**WHAT TO WORK ON**.
- a) Please write out the ftServer article from "What do you" up to and including "microseconds for TCP.".
- b) Answer these questions from the ftServer article, one answer per line, marked the same way:
(i) What half round trip UDP latency does the system reach?
(ii) How much unplanned outage per year does 99.99999% uptime allow?
(iii) Which server processors does Stratus use?
- c) State whether each statement agrees with the ftServer article. Answer yes or no, and quote the words that decide it.
(i) The system runs Red Hat Enterprise Linux.
(ii) The servers support up to 256GB of DDR4.
(iii) The TCP latency is lower than the UDP latency.

**TEXT SHOWN**.

99.99999% Available + 2.7us = 1 Awesome Computer

What do you get when you put together a pair of dual socket servers running in hardware lock-step with a pair of leading edge, ultra-low latency OS Bypass network adapters all running RedHat Enterprise Linux? One awesome 24 core system that boasts 99.99999% uptime, zero jitter, 2.7 micro seconds of 1/2 round trip UDP latency, and 2.9 microseconds for TCP.

How is this possible? First, we’ll cover what Stratus Technologies has done with Lock-Step, and how it makes the ftServer dramatically different than all others. Then we’ll explain what jitter is, and why removing it is so critical for deterministic systems like financial trading. Finally, we’ll cover these impressive Solarflare ultra-low latency numbers, and what they really mean.

We’ve all bought something with a credit card, flown through Chicago O’hare, used public utilities, and possibly even called 9-1-1. What you don’t know is that very often at the heart of each of these systems is a Stratus server. Stratus should adopt the old Timex slogan “It takes a licking and keeps on ticking” because that’s what it means to provide 99.99999% up time, you’re allowed three seconds a year for unplanned outages. Three seconds is how long it takes me to say “99.99999% up time.” How is this possible? Imagine running a three legged race with a friend. Ideally, if you each compared your actions continuously with every step you could run the race at the pace of the slowest of the two of you. This is the key concept behind Lock-Step, comparing, then knowing what to do as one starts to stumble to ensure the team continues moving forward no matter what happens. Stratus leverages the latest 12-core Intel Haswell E5-2670v3 server processors with support for up to 512GB of DDR4. If any hardware component in the server fails, the system as a whole continues moving forward, alerts an admin who then replaces the failed component, then that subsystem is brought back online. I challenge you to find another computer in your life that has ever offered that level of availability over the typical 5-7 year lifecycle that Stratus servers often see.

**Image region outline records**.
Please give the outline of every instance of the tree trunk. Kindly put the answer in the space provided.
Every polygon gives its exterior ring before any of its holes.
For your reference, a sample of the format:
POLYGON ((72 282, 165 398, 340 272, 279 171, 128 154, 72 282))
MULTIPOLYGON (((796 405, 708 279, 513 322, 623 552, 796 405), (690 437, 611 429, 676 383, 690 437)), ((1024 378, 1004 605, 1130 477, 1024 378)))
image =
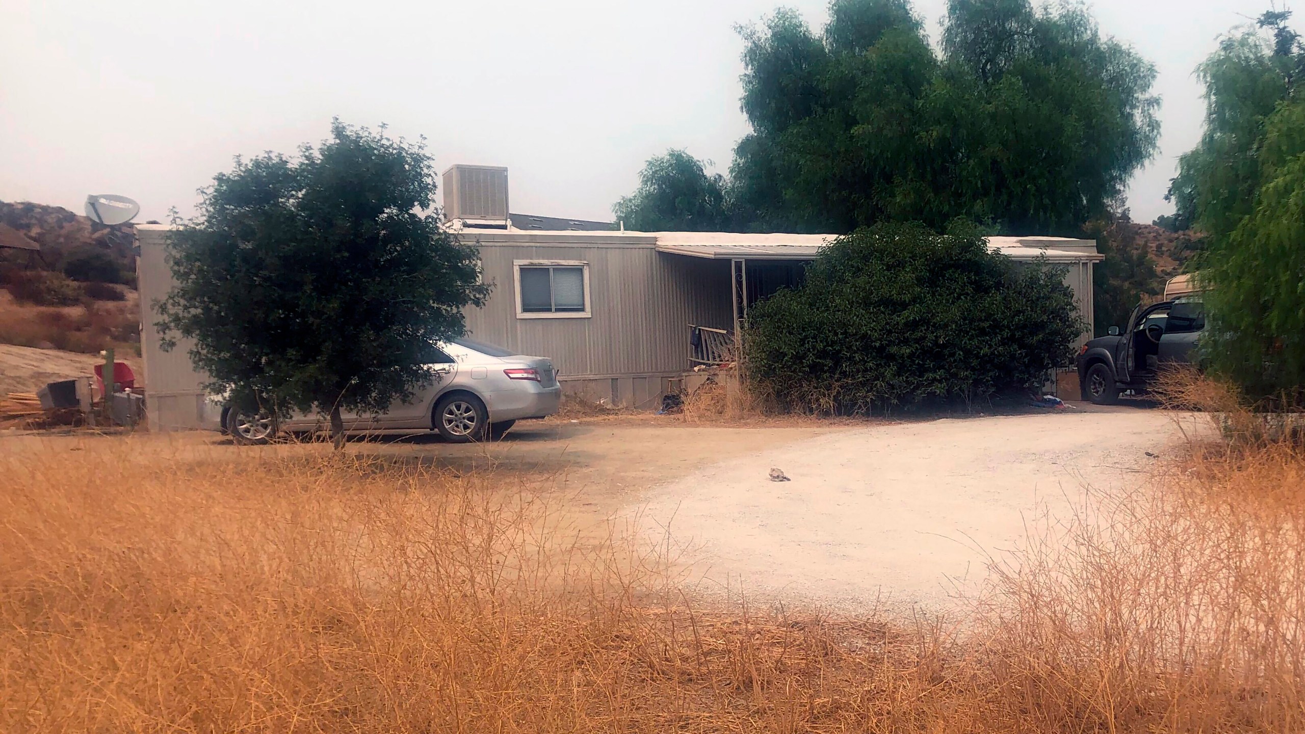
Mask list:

**THE SOLUTIONS**.
- a)
What do you get when you put together a pair of dual socket servers running in hardware lock-step with a pair of leading edge, ultra-low latency OS Bypass network adapters all running RedHat Enterprise Linux? One awesome 24 core system that boasts 99.99999% uptime, zero jitter, 2.7 micro seconds of 1/2 round trip UDP latency, and 2.9 microseconds for TCP.

- b)
(i) 2.7 microseconds
(ii) Three seconds
(iii) 12-core Intel Haswell E5-2670v3

- c)
(i) Yes: "all running RedHat Enterprise Linux"
(ii) No: "support for up to 512GB of DDR4"
(iii) No: "2.7 micro seconds of 1/2 round trip UDP latency, and 2.9 microseconds for TCP"